== Textauszug ==
# Frage - Winterabdeckung



## Norbert63 (1. Mai 2011)

Hallo,

der Sommer kommt ja gerade erst richtig in gange und ich denke schon über eine Winterabdeckung nach 

Aber ich habe hier noch ein "alten" Faltpavilion liegen und da kam mir die Idee, diesen in der Höhe stark zu kürzen und dann über den Teich zu stellen, aber dann wäre der Teich dunkel und das ist doch nicht gut oder? Gehen dann die Planzen nicht ein? 
Den Fischen dürfte das ja eigentlich egal sein, denn viele decken ihren Teich ja ab und dann bekommen die Fische ja auch kein Licht.

Gruss
Norbert


----------



## Zacky (1. Mai 2011)

*AW: Frage - Winterabdeckung*

Hallo.

Deckt er denn deinen Teich komplett ab? Wenn dem so wäre, hättest du zumindest den Vorteil, dass kein Schnee auf deinem Teich liegt, was bei der folgenden Schmelze von Vorteil ist. Ob es den Pflanzen schadet, vermag ich nicht zu beurteilen, aber, wenn der Teich eh abgedeckt ist und Schnee darauf liegt, bekommen sie eh' kein Licht. Wenn du deinen Pavillion drüber stellst, musst du aber trotzdem nochmal abdecken, damit die Wärme gehalten wird. Schaue mal bei Rainer "rainthanner" rein und suche bei ihm mal nach der Winterabdeckung. Die sieht gut aus und ähnlich deinem Gedanken.


----------



## Everglades (2. Mai 2011)

*AW: Frage - Winterabdeckung*

Hallo, ich habe das was neues in Internet entdeckt. Eine aufblasbare Teichabdeckung.
Soll wohl durch das Luftpolster nicht nur die Temperatur im Teich besser ausgleichen, sondern durch den durchsichtigen Teil auch Licht in den Teich lassen.
Das sieht evtl. nach einer Lösung aus, nach der wir Teichbesitzer schon lange gesucht haben.
Vielleicht hat ja jemand schon eine in Gebrauch??
LG Hannelore


----------



## Zacky (2. Mai 2011)

*AW: Frage - Winterabdeckung*

Hallo Hannelore.

Könntest du bitte mal einen Link von der Website , wo du diese Teichabdeckung gefundest hast, hier einbauen? Würde mich mal interessieren.


----------



## Everglades (3. Mai 2011)
===
== Datenabschnitt ==
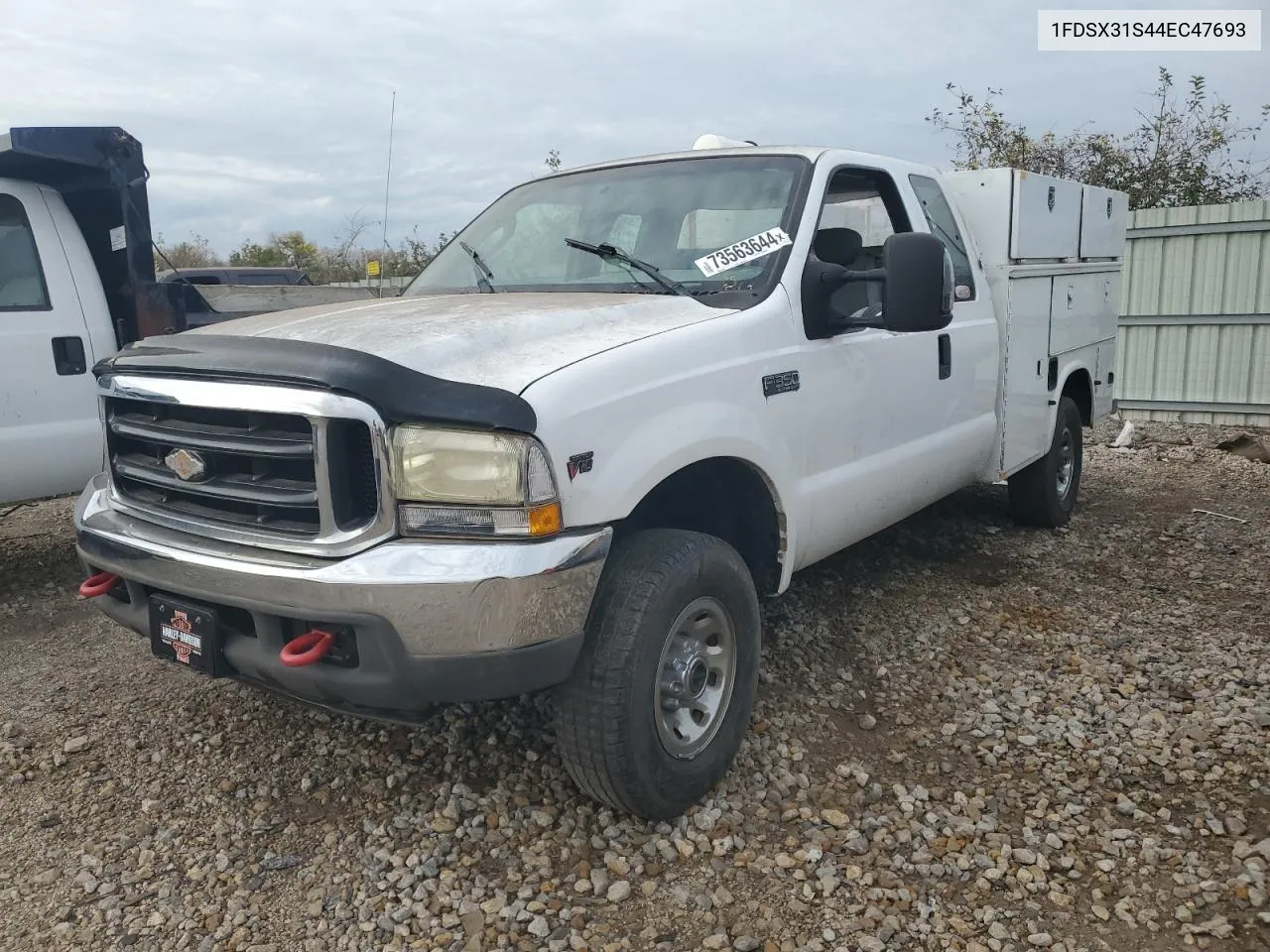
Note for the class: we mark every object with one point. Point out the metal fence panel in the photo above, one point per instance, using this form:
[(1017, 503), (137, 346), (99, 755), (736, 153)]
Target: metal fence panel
[(1194, 341)]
===
■ Aufgaben:
1/ Was hat Everglades laut der Forumsdiskussion zur Winterabdeckung im Internet entdeckt?
2/ Schreibe aus der Forumsdiskussion zur Winterabdeckung den Abschnitt von „Deckt er denn“ bis „Eine aufblasbare Teichabdeckung.“ wortgetreu ab.

■ Antworten:
1/ Eine aufblasbare Teichabdeckung.

2/
Deckt er denn deinen Teich komplett ab? Wenn dem so wäre, hättest du zumindest den Vorteil, dass kein Schnee auf deinem Teich liegt, was bei der folgenden Schmelze von Vorteil ist. Ob es den Pflanzen schadet, vermag ich nicht zu beurteilen, aber, wenn der Teich eh abgedeckt ist und Schnee darauf liegt, bekommen sie eh' kein Licht. Wenn du deinen Pavillion drüber stellst, musst du aber trotzdem nochmal abdecken, damit die Wärme gehalten wird. Schaue mal bei Rainer "rainthanner" rein und suche bei ihm mal nach der Winterabdeckung. Die sieht gut aus und ähnlich deinem Gedanken.


----------



## Everglades (2. Mai 2011)

*AW: Frage - Winterabdeckung*

Hallo, ich habe das was neues in Internet entdeckt. Eine aufblasbare Teichabdeckung.